[SOLVED] Strange Proxmox crash/freeze

Zwickor

New Member
Dec 17, 2024
3
0
1
Hi I am running Proxmox on a HP Elitedesk G5. Sadly I have some issues. After a few hours of use, randomly, I cannot access the web GUI anymore. Sadly SSH access wont work as well! So it seems Proxmox crashed. Proxmox is still pingable! Running VMs are still accessible and pingable! A few minutes later, the Windows 11 VM "crashed" as well, the other LXC are still working.

Logs dont show anything, since after Proxmox is not accessible anymore, nothing is written in the logs!

I dont know what to do. Any ideas? I was running Proxmox on a M720q before without any problems. OFC I setup everything new. No errors in the logs, before the crashes or on boot. Any ideas?
 
Hi,
sounds like your HP Elitedesk G5 is having an issue. Refurbished hardware?

Sadly SSH access wont work as well!
What is your network setup?
cat /etc/network/interfaces

I dont know what to do.

__________________________________________________

▶ **GIVEN REQUEST A**:
Repeat the part of the Proxmox forum thread starting with "Logs dont show" and going on through "issue. Refurbished hardware?".

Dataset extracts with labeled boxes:

__________________________________________________

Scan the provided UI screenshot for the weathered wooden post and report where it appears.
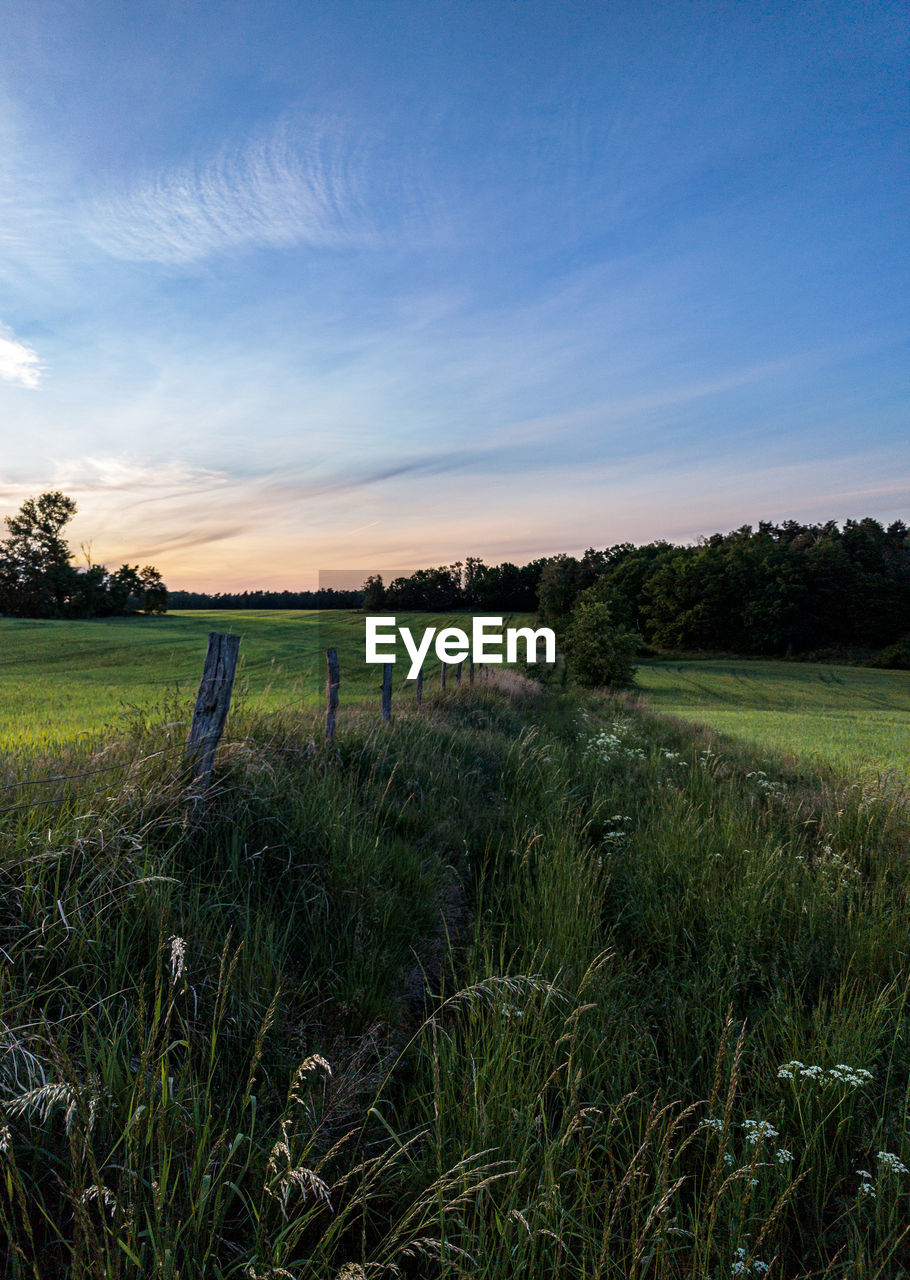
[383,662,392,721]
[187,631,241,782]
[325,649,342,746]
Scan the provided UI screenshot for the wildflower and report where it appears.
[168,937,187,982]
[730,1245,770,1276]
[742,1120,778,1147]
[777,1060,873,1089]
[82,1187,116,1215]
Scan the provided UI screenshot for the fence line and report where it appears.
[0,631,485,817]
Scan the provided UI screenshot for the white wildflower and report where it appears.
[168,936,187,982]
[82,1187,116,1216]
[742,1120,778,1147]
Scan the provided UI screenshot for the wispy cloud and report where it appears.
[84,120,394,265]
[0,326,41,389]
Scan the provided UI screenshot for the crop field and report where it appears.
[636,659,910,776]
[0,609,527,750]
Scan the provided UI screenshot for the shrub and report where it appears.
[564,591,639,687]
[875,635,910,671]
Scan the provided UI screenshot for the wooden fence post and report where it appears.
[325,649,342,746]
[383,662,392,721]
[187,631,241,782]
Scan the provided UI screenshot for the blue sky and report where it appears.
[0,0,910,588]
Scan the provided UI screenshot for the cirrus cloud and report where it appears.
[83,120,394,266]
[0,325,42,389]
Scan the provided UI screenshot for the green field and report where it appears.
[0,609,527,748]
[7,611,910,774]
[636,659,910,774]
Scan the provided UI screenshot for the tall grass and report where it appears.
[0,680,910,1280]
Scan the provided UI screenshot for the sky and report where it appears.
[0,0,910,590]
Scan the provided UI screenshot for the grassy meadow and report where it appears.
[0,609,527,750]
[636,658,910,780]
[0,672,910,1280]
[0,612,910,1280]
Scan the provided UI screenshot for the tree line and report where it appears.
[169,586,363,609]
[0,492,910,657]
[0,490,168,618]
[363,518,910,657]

__________________________________________________

▶ **GIVEN REQUEST B**:
Gather every line of the rows above that contains the word "wooden".

▶ **WRITTEN REPLY A**:
Logs dont show anything, since after Proxmox is not accessible anymore, nothing is written in the logs!

I dont know what to do. Any ideas? I was running Proxmox on a M720q before without any problems. OFC I setup everything new. No errors in the logs, before the crashes or on boot. Any ideas?
 
Hi,
sounds like your HP Elitedesk G5 is having an issue. Refurbished hardware?

▶ **WRITTEN REPLY B**:
Scan the provided UI screenshot for the weathered wooden post and report where it appears.
Scan the provided UI screenshot for the wooden fence post and report where it appears.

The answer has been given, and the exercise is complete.